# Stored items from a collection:
◆ ◆ ◆ ◆
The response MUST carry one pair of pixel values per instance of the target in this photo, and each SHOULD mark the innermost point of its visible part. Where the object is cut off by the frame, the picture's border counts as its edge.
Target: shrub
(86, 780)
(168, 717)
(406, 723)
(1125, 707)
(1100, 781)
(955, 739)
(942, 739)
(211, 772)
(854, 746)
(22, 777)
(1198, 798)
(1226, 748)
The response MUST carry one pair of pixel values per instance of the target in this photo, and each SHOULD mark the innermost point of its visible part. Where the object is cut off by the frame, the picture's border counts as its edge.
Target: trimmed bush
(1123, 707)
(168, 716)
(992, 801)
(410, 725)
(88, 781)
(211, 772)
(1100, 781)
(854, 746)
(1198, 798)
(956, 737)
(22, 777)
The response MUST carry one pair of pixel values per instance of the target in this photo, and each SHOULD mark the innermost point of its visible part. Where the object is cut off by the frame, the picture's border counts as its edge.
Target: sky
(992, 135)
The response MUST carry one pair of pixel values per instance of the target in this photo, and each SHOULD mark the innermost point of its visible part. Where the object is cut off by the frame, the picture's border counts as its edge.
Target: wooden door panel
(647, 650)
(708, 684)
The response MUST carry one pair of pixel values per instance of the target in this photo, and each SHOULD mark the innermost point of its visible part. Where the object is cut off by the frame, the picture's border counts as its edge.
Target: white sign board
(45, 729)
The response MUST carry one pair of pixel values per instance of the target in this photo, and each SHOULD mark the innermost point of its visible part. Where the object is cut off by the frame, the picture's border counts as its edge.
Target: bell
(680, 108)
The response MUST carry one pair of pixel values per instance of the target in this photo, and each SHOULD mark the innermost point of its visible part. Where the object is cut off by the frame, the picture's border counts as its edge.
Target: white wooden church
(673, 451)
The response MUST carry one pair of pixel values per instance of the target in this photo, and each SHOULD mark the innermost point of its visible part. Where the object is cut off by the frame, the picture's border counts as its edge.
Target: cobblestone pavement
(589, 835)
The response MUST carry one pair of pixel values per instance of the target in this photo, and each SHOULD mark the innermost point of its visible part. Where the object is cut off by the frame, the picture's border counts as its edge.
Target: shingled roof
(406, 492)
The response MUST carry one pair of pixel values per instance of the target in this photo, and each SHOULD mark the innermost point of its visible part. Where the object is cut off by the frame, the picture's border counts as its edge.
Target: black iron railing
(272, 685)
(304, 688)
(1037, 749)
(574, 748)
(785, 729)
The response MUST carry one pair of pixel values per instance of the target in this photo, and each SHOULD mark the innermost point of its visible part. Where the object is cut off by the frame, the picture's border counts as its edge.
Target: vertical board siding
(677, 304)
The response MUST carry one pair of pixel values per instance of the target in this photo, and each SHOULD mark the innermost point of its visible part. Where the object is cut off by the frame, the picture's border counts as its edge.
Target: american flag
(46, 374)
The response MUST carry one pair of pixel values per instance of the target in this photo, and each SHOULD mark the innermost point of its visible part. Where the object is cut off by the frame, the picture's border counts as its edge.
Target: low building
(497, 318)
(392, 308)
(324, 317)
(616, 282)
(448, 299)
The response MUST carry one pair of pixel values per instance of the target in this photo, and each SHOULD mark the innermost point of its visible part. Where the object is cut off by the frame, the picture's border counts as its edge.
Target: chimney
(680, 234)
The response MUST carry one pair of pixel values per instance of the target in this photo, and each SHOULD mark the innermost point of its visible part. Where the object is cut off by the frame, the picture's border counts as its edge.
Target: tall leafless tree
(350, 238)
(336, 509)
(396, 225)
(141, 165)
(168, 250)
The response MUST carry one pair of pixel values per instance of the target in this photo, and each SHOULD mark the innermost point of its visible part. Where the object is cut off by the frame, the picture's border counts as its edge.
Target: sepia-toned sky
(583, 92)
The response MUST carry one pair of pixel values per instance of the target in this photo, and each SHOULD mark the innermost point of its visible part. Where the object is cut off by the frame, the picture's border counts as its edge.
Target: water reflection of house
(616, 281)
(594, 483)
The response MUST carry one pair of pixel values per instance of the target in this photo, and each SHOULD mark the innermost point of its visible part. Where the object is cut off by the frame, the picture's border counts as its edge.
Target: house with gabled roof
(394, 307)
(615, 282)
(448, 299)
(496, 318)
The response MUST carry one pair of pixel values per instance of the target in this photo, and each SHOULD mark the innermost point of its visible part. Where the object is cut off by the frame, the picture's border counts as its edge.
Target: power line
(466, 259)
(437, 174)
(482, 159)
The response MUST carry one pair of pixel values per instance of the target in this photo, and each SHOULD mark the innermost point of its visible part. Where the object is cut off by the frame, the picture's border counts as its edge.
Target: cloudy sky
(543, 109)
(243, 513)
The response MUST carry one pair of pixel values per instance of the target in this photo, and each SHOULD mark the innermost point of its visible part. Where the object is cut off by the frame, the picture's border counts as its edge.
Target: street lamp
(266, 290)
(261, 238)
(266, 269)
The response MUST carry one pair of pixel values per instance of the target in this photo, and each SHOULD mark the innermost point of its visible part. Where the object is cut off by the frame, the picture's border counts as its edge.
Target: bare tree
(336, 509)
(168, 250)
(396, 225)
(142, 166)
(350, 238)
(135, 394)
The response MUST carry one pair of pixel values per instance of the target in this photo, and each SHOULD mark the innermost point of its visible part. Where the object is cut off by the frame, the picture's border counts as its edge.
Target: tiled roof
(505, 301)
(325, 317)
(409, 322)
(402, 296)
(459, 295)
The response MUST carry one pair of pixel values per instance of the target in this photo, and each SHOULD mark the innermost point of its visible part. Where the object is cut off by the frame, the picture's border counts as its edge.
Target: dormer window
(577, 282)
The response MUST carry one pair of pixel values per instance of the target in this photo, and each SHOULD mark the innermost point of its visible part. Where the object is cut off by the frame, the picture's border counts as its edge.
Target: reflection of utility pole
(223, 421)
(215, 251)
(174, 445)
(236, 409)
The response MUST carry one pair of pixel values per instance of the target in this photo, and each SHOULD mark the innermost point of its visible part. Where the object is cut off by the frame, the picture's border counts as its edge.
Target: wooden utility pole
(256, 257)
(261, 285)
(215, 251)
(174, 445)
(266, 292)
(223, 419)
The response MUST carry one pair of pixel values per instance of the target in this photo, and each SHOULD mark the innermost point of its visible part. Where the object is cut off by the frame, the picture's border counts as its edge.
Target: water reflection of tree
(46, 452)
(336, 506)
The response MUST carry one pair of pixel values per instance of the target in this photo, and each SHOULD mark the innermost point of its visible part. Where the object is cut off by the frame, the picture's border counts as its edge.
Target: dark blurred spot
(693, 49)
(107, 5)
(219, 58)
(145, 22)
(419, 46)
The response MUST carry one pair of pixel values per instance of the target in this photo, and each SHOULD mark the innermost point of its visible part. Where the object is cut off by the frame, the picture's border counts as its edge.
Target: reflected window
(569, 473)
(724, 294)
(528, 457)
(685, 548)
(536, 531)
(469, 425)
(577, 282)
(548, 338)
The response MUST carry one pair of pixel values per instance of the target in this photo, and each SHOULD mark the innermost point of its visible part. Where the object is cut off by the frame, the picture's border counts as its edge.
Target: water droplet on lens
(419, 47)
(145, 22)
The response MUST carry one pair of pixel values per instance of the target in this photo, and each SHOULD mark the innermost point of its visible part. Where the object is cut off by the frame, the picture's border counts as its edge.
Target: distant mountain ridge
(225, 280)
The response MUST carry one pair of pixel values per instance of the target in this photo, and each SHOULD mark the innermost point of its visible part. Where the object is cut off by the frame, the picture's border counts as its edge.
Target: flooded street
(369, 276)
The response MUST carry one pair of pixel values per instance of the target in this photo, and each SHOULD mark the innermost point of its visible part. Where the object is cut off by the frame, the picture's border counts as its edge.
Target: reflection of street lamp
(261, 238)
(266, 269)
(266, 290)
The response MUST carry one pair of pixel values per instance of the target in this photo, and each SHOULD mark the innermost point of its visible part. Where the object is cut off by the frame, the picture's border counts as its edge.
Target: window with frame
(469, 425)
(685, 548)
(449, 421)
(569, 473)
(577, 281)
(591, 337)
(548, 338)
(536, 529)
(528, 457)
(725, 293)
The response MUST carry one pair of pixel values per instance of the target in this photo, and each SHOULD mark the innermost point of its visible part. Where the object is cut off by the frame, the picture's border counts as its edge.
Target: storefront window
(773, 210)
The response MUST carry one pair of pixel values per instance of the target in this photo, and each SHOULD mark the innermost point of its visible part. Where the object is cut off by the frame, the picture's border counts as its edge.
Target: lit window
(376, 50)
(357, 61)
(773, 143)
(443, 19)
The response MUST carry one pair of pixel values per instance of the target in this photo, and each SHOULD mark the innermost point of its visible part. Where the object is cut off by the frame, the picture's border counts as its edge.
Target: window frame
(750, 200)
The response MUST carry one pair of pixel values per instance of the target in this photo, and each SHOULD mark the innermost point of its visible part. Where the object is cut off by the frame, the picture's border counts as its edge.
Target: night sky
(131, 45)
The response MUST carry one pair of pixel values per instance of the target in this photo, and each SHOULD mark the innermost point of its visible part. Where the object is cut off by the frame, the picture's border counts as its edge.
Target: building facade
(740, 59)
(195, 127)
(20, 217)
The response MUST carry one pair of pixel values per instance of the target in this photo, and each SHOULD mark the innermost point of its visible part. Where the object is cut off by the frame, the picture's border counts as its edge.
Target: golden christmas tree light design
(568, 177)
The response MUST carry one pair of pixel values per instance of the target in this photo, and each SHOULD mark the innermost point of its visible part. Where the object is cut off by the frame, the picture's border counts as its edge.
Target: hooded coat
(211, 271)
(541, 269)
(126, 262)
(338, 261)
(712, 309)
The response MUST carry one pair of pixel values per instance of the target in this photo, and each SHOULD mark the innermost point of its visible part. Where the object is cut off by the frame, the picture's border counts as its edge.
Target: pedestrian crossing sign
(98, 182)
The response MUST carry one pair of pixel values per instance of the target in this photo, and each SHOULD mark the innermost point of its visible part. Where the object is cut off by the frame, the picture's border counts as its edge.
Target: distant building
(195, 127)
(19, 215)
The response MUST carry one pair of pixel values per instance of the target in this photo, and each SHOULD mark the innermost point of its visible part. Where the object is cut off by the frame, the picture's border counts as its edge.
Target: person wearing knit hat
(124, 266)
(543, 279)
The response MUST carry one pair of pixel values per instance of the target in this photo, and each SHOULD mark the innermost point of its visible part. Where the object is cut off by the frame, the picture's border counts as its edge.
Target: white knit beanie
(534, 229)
◆ ◆ ◆ ◆
# Work instructions:
Express the records as a Markdown table with a Row column for the row number and a Line column for the text, leaving out blank lines. Start at the first line of the records and stop after the line containing "(1125, 707)".

# Written solution:
| Row | Line |
|---|---|
| 1 | The response MUST carry one pair of pixel values per instance of the target in this photo, and each SHOULD mark the innermost point of its visible part. Where the object is cut off by the frame, the picture's border counts as its edge. |
| 2 | Target: shrub |
| 3 | (86, 780) |
| 4 | (168, 717) |
| 5 | (406, 723) |
| 6 | (1125, 707) |